▶ _Materials provided_
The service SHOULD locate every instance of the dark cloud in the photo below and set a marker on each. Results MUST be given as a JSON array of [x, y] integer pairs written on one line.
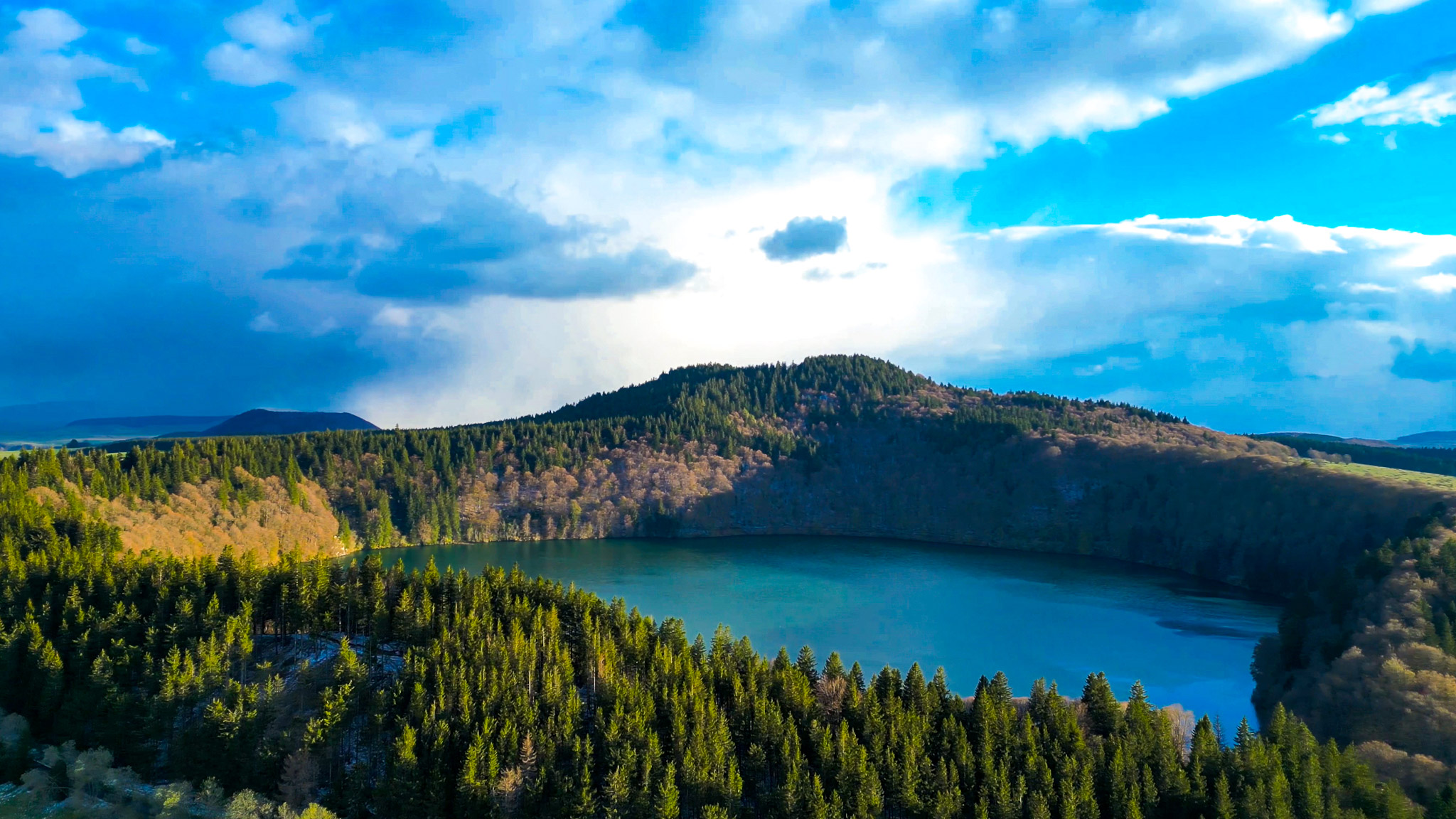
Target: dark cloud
[[1424, 363], [804, 238], [479, 245], [95, 315], [319, 261]]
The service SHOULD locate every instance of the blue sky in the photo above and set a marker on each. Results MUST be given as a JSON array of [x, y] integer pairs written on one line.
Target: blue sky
[[444, 212]]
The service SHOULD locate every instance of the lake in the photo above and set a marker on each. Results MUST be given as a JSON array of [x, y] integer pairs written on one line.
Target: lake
[[894, 602]]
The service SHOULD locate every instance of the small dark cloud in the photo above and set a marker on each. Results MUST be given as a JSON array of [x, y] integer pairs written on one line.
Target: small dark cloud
[[1424, 363], [804, 238], [479, 245], [250, 210], [319, 261]]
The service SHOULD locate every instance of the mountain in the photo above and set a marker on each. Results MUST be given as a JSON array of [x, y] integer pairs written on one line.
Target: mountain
[[847, 445], [1442, 439], [284, 423], [28, 419], [1418, 441]]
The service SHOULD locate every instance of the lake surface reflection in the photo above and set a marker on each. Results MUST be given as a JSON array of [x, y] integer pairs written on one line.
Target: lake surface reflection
[[973, 611]]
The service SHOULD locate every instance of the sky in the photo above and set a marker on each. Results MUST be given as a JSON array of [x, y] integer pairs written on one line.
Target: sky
[[444, 212]]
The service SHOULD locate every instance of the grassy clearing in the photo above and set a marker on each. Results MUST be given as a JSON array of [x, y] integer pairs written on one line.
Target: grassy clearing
[[1446, 483]]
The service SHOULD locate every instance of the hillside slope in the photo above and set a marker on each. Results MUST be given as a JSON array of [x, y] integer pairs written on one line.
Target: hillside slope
[[284, 423], [857, 446]]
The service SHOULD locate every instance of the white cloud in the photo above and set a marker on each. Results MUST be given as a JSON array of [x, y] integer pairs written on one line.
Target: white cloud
[[1235, 298], [40, 97], [265, 38], [1428, 101], [1439, 283]]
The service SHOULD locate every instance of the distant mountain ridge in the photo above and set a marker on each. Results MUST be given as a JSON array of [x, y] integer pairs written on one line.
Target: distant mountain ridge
[[1436, 439], [284, 423]]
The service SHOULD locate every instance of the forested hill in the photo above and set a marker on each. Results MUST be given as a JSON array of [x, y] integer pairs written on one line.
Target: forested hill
[[832, 445]]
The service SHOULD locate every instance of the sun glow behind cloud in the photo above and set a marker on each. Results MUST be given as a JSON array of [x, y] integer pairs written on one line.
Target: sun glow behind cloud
[[503, 209]]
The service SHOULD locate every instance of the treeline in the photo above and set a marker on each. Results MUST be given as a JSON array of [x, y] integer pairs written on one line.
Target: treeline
[[1415, 459], [500, 695], [1371, 655], [404, 486]]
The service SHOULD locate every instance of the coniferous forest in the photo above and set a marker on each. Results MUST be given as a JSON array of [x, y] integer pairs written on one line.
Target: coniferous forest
[[200, 628]]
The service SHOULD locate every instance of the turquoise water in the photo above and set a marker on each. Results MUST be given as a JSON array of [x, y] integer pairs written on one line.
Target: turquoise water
[[973, 611]]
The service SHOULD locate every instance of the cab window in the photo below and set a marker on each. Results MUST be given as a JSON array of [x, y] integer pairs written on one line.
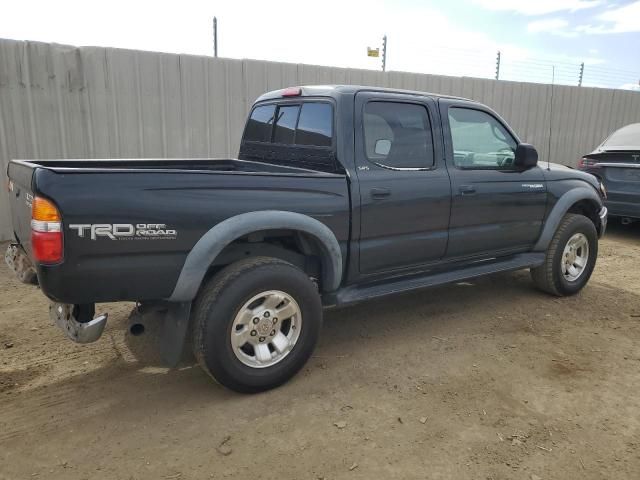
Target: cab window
[[398, 135], [480, 141]]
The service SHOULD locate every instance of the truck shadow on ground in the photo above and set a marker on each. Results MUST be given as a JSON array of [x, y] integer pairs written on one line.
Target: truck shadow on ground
[[129, 384]]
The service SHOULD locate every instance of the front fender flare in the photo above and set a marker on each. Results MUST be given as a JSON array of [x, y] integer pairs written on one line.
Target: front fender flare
[[217, 238], [560, 209]]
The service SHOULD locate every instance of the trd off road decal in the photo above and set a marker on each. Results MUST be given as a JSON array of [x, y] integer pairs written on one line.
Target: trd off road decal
[[125, 231]]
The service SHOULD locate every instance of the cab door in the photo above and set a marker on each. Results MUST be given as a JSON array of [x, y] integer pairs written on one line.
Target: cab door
[[405, 193], [496, 208]]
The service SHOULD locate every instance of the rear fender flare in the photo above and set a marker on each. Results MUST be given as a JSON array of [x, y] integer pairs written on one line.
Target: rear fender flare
[[217, 238], [560, 209]]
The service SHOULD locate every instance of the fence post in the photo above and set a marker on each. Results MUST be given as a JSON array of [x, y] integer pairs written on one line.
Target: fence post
[[581, 74]]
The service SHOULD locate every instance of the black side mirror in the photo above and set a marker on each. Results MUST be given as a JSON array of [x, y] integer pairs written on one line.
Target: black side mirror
[[526, 156]]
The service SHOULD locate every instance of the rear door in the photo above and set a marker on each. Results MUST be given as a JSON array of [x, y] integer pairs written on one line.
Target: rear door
[[496, 209], [620, 173], [404, 186]]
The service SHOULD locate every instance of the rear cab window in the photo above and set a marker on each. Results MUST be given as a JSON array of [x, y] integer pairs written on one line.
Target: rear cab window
[[299, 134]]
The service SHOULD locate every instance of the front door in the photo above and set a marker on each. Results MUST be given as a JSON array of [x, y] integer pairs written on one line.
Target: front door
[[496, 208], [405, 193]]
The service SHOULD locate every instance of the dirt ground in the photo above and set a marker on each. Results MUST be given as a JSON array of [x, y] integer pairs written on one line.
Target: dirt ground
[[483, 380]]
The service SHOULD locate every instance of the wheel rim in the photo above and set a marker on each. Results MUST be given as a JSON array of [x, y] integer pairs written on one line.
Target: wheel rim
[[575, 257], [266, 328]]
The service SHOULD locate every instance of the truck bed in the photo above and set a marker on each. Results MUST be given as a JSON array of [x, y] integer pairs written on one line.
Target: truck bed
[[187, 197]]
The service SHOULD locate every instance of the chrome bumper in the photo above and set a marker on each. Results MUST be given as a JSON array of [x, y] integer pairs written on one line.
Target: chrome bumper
[[64, 316], [603, 220]]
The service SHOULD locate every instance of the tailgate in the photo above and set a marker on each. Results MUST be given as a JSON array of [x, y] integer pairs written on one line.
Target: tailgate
[[20, 199]]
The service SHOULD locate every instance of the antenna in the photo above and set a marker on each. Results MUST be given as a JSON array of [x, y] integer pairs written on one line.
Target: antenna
[[553, 80]]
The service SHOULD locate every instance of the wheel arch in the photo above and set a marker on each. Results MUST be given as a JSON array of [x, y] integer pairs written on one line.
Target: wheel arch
[[583, 200], [213, 242]]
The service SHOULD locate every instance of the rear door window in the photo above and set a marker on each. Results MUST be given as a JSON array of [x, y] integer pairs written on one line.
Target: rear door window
[[398, 135], [260, 123]]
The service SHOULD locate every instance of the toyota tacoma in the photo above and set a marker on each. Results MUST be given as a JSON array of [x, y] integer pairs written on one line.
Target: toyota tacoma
[[339, 194]]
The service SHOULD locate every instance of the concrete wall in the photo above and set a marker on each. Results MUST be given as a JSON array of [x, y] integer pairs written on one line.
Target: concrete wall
[[60, 101]]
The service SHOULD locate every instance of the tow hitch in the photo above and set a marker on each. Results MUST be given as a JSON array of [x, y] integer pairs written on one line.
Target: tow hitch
[[77, 321]]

▶ _What needs to be done_
Note which lines carry the word "below" in the material, then copy each of them.

▶ _Solution to this problem_
The service SHOULD locate every instance of the dark cloud in the photo below and set a marker on each. Results MUST be given as a JSON array of [x, y] integer pairs written on one line.
The service SHOULD locate every instance of the cab window in the photo below and set a marker on each. Results MUST be given as a JSON array of [x, y] integer pairs written on one line.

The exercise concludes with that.